Liebherr is a German-Swiss multinational equipment manufacturer based in Bulle, Switzerland, with its main production facilities and origins in Germany.

Liebherr consists of over 130 companies organized into 11 divisions: earthmoving, mining, mobile cranes, tower cranes, concrete technology, maritime cranes, aerospace and transportation systems, machine tools and automation systems, domestic appliances, and components. It has a worldwide workforce over 42,000, with nine billion euros in revenue for 2017. By 2007, it was the world's largest crane company.

Established in 1949 by Hans Liebherr in Kirchdorf an der Iller, Baden-Württemberg, Germany, the business is still entirely owned by the Liebherr family. Isolde and Willi Liebherr, Hans' daughter and son, respectively, are the chief executive and chairman of the Bulle, Switzerland–based Liebherr-International AG, and several other family members are actively involved in corporate management. In 2005, Forbes magazine listed them as billionaires. In 1974, the Franklin Institute awarded Hans Liebherr the Frank P. Brown Medal.

History 
Hans Liebherr was drafted for military service in World War II. During the war, Liebherr served with the Ulm Pioneer Battalion 101, which was subordinate to the 101st Light Infantry Division and fought under Army Group South in the German-Soviet War.  After the war, he started by building affordable tower cranes; Liebherr expanded into making aircraft parts—it is a significant supplier to European Airbus airplane manufacturer—and commercial chiller displays and freezers, as well as domestic refrigerators. The group also produces some of the world's biggest mining and digging machinery, including loaders, excavators, and extreme-sized dump trucks. The T 282 B is the world's second-largest truck (after BelAZ 75710). The group's nine-axle mobile crane, the LTM 11200–9.1—with a  telescopic boom—in 2007 received the heavy-lifting industry's Development of the Year award for being the world's most powerful example of such a machine.

Over the years, the family business has grown into a group of varied companies, and has locations in many countries, including Germany, Australia, Britain, Ireland, Turkey, and the United States. Since 1958, its Irish factory in Killarney, County Kerry, has built container cranes, exporting them worldwide through the port of Fenit. In Australia, the group in 2013 commenced an AU$65 million expansion of their local headquarters in Adelaide. The development includes adding a new three-storey office, workshops, warehouse, component plant, and distribution centre to the Para Hills facility. In the U.S., the group in 2012 started spending US$45.4 million (about €34.1 million) on a three-year renovation and expansion of its Newport News, Virginia, factory, offices, and warehouse. The company sought to increase its production there beyond 100 mining trucks a year. On 19 February 2013, representatives from the Commonwealth of Virginia and the cities of Newport News and Hampton announced that they would make grants and incentives available for transport improvement, training, and property investment. In addition, the Liebherr Group owns six hotels in Ireland, Austria and Germany.

In April 2014, Liebherr announced that it would invest €160 million at its production site in Bulle.

Box-labeled dataset extracts:
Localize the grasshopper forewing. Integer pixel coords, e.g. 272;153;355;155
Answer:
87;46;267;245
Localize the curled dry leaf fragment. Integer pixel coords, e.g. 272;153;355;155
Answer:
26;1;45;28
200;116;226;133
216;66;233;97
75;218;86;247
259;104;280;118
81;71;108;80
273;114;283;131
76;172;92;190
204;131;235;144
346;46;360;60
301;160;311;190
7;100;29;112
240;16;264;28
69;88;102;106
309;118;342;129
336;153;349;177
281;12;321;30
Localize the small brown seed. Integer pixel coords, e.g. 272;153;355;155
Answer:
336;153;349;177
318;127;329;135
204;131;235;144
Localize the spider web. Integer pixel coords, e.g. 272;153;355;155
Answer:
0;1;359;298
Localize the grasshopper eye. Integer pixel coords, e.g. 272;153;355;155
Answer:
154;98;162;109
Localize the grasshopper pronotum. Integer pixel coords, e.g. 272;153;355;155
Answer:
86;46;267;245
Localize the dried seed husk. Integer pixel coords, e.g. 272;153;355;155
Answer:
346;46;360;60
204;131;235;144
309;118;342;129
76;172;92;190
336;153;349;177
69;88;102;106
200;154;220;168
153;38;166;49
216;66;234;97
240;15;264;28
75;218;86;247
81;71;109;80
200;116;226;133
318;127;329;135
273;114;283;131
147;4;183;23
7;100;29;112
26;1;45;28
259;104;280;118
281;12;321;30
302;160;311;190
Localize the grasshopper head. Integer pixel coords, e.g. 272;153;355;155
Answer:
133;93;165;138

• **Stated goal**
Pick up the Liebherr article after its final sentence and continue it.

• **Exercise result**
By 2017, Liebherr had expanded its workforce to 43,869 employees. That same year, the company announced it had achieved the highest turnover in the Group's history, with sales of €9,845 million. In 2018, Liebherr generated a turnover of €10,551 million, breaking through the €10 billion barrier for the first time in the company's history.

In March 2020, Liebherr launched their first APAC HQ in Singapore, alongside their bespoke $35,000 SGD Bespoke Luxe Refrigerator with the help of PR & Communication specialist Stanley Kan & his team.

Products
The line of products manufactured by the company includes: 
Earth-moving equipment
Mining equipment
Cranes: mobile, crawler, tower, maritime, mobile construction
Diesel engines
Deep foundation machines
Concrete-handling equipment
Material-handling equipment
Electric motors
Port (container-handling) equipment
Machine tools
Automation systems
Domestic refrigerators and freezers
Aircraft equipment
Hotels
Mechanical, hydraulic, electrical, and electronic components and subcomponents

Liebherr has the world's most powerful and tallest crawler crane in its LR 13000. It is capable of lifting  and has a maximum pulley height of . This is achieved with the attachment of an additional  lattice jib to the  main boom. The height of the crawler chassis is an additional , which gives the lattice structure a total height of . The maximum hoisting height is  and the total ballast used is , including  of derrick ballast.

Gallery

See also

Liebherr Aerospace
Liebherr 2010 World Team Table Tennis Championships
Construction
Crane (machine)
List of companies of Switzerland
List of largest manufacturing companies by revenue

References

External links

Liebherr Machinery database at portvision.eu
Liebherr family behind bid for Southampton FC
Obituary of Markus Liebherr, The Daily Telegraph, 18 August 2010.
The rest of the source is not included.